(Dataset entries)
>>>>
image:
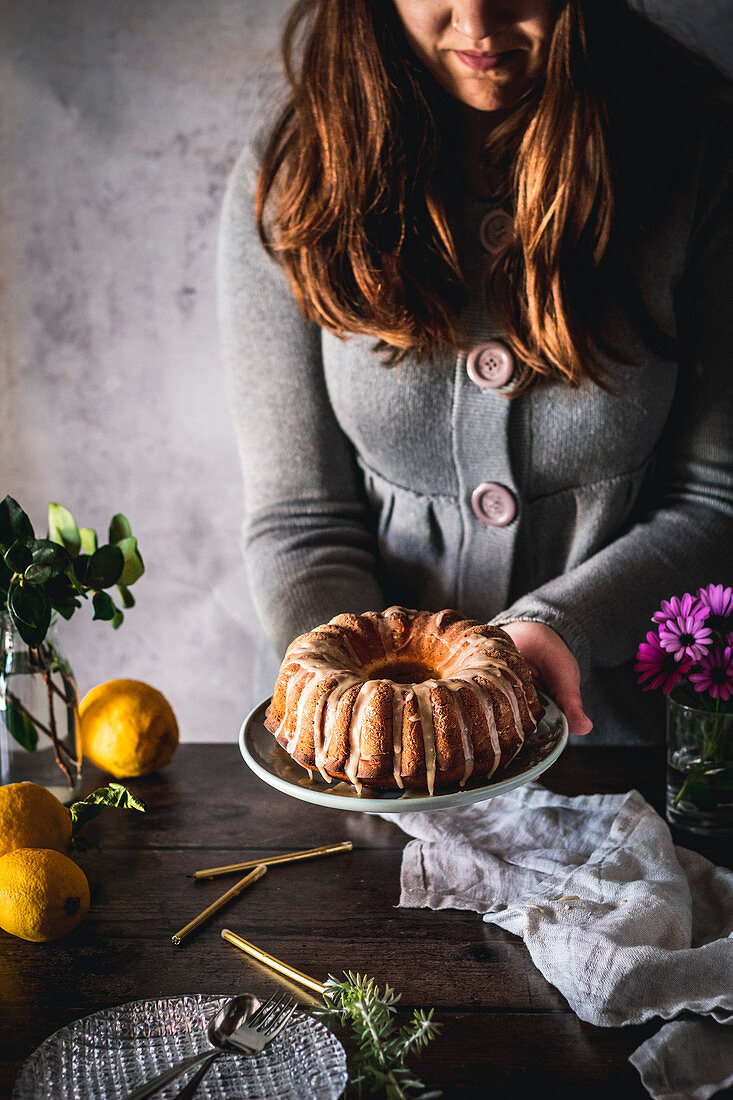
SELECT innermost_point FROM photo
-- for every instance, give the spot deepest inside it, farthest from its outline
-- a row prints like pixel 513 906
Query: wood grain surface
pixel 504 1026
<<<<
>>>>
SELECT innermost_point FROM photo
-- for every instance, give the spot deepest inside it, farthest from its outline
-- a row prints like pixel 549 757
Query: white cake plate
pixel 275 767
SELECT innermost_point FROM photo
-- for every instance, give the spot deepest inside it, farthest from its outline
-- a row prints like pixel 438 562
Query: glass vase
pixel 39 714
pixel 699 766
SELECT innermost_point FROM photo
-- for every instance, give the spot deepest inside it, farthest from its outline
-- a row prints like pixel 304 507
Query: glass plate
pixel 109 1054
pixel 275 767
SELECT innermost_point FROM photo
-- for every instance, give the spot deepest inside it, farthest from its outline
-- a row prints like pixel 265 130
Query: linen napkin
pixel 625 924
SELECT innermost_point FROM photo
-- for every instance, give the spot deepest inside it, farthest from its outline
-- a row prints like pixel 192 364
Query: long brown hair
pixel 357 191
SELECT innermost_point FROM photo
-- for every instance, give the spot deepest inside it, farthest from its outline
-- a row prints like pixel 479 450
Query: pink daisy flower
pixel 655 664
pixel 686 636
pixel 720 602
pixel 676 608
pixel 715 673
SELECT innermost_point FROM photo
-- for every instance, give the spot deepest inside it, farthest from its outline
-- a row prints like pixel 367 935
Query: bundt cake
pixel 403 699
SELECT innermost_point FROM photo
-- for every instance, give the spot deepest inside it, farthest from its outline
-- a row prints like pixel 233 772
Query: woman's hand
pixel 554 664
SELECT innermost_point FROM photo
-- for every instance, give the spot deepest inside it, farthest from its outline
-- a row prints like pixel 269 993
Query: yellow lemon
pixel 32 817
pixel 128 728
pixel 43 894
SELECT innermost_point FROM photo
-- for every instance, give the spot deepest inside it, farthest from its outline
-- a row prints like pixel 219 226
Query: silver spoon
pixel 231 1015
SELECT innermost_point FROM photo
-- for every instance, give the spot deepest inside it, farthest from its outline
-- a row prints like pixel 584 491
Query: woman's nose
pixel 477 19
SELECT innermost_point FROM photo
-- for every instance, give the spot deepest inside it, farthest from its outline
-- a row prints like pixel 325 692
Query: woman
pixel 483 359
<<<<
**Assigned task**
Reproduce verbatim the lines above, from the line with "Query: white cake plate" through the line with "-- a row prints like pixel 192 364".

**Response below**
Query: white cake plate
pixel 275 767
SELECT innermost_point FROM photo
-- for every instance, give the spot deepest inside it, farthest from its outline
-- a row prints like pixel 438 562
Query: glass vase
pixel 39 714
pixel 699 766
SELECT innermost_point FROM photo
-- for every instance, give the spot deepest inside it, farthest from its outline
-- a row prints like pixel 304 507
Query: glass plate
pixel 109 1054
pixel 275 767
SELECT innermost_point FROM photo
-- for every instance, give the spot deepest inside it, farthest from its outline
-- a row prints like pixel 265 130
Query: linen napkin
pixel 625 924
SELECT innermost_point FROM photo
-- for every instance, give the spot deepest inside it, farthest from its outline
-- a row prints like pixel 192 364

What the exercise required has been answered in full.